▸ STATED TASK:
Could you rewrite the records starting at the line containing "Trace the outline of every instance of the dry" and ending at the end of the records, including the requests, with every polygon vertex coordinate scaled by 1.95 and rounded to the nearest whole number, halves going up? Leave the requests and their format samples unchanged, and omit the pictures.
--- Start MATERIAL SHOWN ---
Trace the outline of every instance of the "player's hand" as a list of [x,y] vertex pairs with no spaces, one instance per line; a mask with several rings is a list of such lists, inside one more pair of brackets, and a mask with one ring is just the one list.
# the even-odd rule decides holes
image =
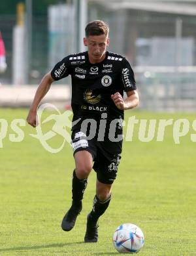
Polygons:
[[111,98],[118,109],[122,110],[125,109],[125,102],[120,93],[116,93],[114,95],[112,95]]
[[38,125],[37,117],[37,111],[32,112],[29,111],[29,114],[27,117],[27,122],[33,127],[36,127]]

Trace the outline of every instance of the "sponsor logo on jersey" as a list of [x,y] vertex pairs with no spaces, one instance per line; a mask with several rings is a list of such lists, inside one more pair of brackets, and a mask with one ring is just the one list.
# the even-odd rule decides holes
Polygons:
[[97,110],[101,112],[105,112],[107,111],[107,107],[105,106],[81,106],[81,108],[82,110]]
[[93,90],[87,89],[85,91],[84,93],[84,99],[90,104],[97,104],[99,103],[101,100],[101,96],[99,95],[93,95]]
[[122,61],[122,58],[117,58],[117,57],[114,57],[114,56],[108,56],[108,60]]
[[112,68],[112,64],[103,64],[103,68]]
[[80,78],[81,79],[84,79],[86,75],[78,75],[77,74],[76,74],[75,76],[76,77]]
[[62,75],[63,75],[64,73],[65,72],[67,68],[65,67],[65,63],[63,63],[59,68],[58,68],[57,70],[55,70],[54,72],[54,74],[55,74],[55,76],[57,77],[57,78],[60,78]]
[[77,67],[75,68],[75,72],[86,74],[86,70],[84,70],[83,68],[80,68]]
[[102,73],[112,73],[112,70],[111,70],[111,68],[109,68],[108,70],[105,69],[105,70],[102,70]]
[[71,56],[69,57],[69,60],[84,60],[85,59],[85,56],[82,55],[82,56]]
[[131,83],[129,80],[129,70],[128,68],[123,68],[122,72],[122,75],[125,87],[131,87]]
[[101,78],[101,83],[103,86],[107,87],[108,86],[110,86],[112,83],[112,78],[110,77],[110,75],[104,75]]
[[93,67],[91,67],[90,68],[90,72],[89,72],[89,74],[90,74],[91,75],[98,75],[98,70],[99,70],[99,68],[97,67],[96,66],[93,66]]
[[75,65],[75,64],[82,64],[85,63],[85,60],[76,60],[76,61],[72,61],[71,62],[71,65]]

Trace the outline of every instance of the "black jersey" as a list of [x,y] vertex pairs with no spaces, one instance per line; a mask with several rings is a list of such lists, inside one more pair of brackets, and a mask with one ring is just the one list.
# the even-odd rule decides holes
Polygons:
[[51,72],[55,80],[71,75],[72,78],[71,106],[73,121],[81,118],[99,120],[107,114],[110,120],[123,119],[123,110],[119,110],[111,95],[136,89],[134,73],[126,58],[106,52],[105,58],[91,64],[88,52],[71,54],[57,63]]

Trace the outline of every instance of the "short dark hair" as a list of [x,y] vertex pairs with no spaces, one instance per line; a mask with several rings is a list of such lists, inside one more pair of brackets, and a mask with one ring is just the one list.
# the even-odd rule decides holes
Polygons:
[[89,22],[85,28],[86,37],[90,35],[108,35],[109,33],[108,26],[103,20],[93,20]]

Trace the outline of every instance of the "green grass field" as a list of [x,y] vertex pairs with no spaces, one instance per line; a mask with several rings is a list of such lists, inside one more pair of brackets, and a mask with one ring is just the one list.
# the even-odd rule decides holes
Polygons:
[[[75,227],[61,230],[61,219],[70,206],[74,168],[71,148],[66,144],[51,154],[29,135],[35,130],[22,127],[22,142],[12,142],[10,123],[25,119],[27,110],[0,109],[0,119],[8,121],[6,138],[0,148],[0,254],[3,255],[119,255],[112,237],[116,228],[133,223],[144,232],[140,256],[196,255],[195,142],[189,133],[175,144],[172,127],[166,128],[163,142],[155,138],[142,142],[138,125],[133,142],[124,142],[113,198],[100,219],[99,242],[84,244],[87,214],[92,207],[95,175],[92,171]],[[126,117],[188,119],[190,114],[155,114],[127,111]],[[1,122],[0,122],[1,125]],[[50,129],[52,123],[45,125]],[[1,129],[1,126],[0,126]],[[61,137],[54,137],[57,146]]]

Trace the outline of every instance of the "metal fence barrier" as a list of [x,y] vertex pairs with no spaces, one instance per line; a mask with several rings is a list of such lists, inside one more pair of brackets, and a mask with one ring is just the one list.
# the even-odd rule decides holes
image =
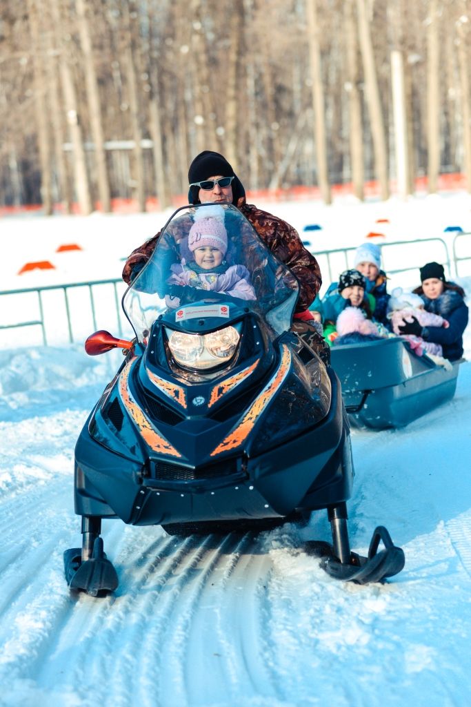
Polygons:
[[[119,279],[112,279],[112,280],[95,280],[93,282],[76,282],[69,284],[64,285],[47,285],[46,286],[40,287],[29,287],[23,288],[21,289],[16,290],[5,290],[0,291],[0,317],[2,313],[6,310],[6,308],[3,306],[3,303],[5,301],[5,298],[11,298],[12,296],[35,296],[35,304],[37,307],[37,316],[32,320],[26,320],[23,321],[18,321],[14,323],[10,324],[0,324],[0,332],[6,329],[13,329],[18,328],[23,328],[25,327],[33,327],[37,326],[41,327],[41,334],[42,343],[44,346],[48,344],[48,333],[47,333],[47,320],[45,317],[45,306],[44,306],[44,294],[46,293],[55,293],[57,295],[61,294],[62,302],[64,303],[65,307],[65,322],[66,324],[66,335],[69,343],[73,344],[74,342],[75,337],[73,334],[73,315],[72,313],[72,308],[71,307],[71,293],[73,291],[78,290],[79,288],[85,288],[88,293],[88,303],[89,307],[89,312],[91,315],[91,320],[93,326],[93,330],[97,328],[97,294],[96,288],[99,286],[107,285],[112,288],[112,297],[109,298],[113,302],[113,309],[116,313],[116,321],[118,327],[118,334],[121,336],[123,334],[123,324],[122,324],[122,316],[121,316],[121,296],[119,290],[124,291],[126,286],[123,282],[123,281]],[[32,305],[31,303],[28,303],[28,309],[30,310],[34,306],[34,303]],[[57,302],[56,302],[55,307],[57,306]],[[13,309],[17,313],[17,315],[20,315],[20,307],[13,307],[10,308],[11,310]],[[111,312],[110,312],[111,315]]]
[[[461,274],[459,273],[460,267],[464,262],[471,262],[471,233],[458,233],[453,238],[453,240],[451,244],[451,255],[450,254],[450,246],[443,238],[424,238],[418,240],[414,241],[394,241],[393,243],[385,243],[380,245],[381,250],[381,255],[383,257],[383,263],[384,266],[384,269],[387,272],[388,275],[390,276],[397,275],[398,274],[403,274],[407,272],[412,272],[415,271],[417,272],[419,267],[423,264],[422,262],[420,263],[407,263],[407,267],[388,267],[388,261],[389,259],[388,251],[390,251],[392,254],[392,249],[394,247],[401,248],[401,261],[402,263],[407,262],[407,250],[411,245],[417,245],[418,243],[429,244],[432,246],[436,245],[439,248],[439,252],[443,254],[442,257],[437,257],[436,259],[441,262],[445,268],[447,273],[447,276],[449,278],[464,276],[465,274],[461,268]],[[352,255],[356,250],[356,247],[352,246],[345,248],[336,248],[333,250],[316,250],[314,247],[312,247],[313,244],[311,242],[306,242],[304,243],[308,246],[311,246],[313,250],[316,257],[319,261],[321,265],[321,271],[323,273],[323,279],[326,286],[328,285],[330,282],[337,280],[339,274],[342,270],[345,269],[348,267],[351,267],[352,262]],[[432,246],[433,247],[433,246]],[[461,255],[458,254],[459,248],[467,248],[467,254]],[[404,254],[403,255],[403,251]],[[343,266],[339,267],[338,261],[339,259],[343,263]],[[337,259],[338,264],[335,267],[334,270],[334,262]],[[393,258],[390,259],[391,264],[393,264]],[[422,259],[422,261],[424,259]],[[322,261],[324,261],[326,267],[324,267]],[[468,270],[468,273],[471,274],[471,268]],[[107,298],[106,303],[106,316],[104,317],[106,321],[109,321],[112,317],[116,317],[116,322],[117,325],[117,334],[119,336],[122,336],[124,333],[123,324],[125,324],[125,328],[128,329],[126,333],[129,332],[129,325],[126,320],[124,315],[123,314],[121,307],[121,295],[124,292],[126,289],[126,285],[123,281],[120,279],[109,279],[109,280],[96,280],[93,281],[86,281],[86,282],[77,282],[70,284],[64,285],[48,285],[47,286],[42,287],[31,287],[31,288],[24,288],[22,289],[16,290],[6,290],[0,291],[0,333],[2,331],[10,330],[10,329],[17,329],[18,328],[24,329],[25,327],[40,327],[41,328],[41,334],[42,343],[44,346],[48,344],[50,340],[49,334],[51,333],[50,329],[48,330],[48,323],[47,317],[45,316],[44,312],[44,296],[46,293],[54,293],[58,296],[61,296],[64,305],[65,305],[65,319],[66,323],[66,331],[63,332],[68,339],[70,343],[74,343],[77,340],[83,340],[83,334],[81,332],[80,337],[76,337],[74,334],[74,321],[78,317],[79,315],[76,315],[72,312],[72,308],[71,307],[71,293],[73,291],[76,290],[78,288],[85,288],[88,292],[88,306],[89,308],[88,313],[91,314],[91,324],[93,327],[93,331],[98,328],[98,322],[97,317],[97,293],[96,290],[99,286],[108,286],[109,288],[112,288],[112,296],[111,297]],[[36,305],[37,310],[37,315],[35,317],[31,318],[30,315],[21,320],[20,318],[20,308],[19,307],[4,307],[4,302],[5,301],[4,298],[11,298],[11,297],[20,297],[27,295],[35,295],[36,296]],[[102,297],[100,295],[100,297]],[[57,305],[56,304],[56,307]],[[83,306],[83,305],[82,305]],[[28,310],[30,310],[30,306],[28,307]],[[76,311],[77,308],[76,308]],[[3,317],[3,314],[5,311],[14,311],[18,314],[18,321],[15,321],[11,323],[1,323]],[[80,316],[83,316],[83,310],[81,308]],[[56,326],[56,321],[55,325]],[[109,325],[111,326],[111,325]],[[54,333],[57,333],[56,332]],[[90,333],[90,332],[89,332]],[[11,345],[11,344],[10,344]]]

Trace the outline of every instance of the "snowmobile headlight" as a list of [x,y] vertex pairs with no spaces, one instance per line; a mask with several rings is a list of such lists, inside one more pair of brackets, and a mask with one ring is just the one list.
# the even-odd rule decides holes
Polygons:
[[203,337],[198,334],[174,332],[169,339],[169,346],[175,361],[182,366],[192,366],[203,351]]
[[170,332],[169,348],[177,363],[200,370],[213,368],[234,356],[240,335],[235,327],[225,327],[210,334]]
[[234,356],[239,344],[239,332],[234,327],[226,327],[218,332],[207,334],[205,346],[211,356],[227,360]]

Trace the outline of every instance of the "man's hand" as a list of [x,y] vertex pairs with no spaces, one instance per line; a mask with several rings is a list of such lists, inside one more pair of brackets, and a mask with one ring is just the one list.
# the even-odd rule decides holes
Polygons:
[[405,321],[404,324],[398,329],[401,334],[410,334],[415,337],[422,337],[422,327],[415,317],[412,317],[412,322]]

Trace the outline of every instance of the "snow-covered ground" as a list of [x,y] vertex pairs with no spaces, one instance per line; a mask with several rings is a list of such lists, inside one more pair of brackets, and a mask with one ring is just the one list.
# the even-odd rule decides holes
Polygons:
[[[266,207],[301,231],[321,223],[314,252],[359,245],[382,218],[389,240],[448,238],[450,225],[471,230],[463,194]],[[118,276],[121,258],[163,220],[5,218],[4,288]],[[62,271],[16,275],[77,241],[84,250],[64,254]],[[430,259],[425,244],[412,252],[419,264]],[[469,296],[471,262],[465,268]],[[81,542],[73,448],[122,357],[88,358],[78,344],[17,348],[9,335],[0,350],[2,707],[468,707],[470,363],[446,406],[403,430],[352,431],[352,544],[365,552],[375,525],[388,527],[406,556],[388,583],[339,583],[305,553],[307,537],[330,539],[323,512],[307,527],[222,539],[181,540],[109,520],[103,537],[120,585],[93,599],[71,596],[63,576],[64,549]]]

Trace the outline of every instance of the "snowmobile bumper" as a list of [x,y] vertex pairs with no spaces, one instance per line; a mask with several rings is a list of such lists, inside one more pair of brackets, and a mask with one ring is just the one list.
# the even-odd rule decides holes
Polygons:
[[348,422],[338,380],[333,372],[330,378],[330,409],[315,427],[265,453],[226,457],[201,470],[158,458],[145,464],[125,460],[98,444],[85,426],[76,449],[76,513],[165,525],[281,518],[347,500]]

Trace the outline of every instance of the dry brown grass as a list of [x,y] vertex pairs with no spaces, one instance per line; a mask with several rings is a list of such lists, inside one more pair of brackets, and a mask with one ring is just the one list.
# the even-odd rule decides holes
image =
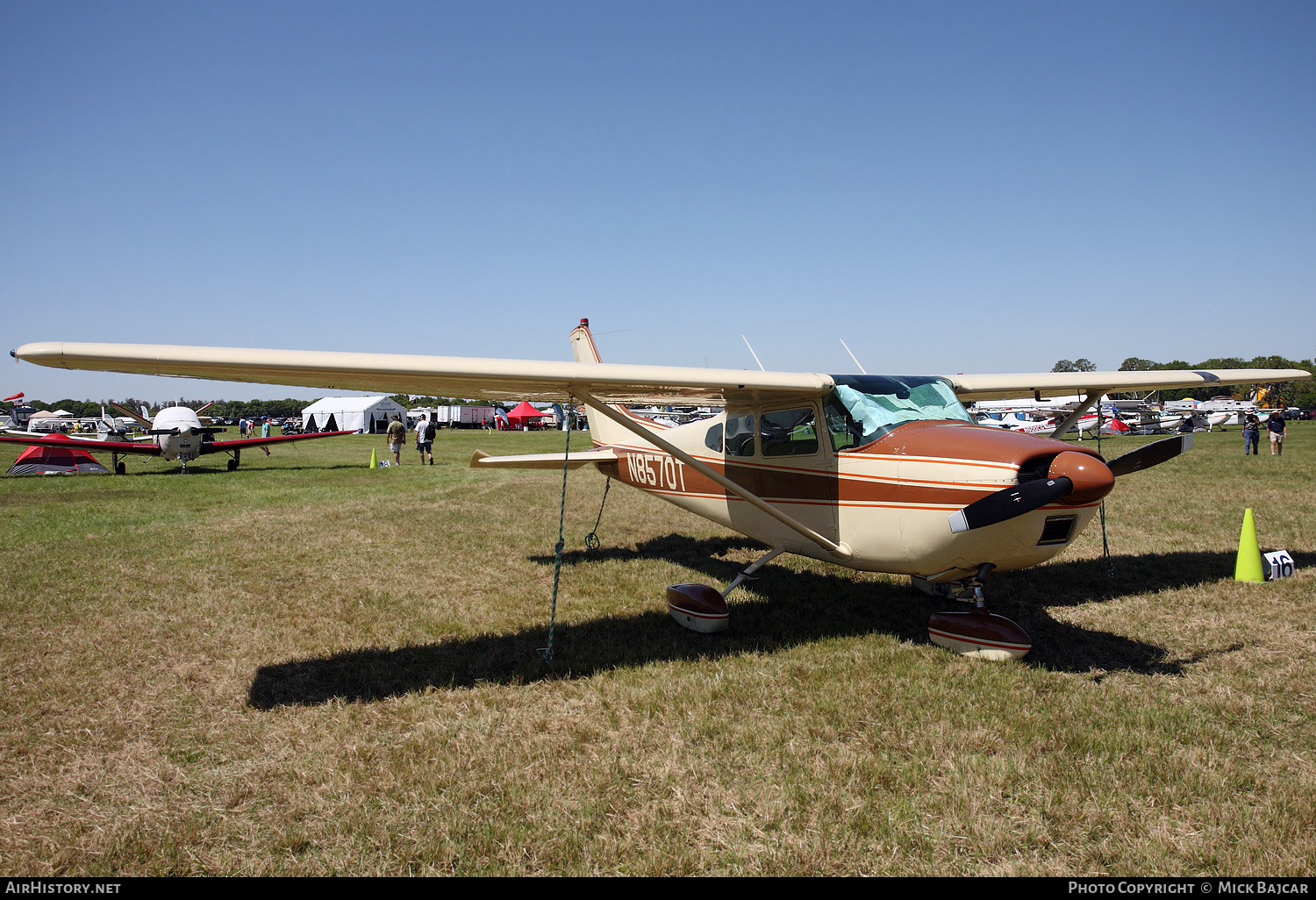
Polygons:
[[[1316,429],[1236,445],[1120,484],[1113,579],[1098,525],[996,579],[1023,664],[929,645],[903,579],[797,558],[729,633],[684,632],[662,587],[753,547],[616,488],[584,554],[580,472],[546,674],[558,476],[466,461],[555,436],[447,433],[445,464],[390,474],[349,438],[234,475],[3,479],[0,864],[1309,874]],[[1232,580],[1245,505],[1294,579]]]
--- End MATERIAL SHOWN ---
▸ THE OUTPUT:
Trace the outline of every instance of the dry brown grass as a list of [x,y] vertex pairs with no spaces, one instance per line; a mask with several rings is a list of such lists, inside one more pair of brackets, and a mask with one ring is just the one list.
# the even-odd rule decides holes
image =
Polygons:
[[[2566,837],[2410,868],[2184,944],[2170,1129],[2141,1024],[1942,1129],[1995,1295],[1812,1258],[1761,1129],[1554,1088],[1422,1234],[1334,1232],[1291,1145],[1468,1067],[1201,952],[1139,1080],[1131,920],[1065,1314],[1088,928],[909,899],[1082,850],[872,844],[868,905],[761,924],[681,854],[456,926],[6,934],[0,1685],[2553,1704]],[[2402,1131],[2428,985],[2523,1129]]]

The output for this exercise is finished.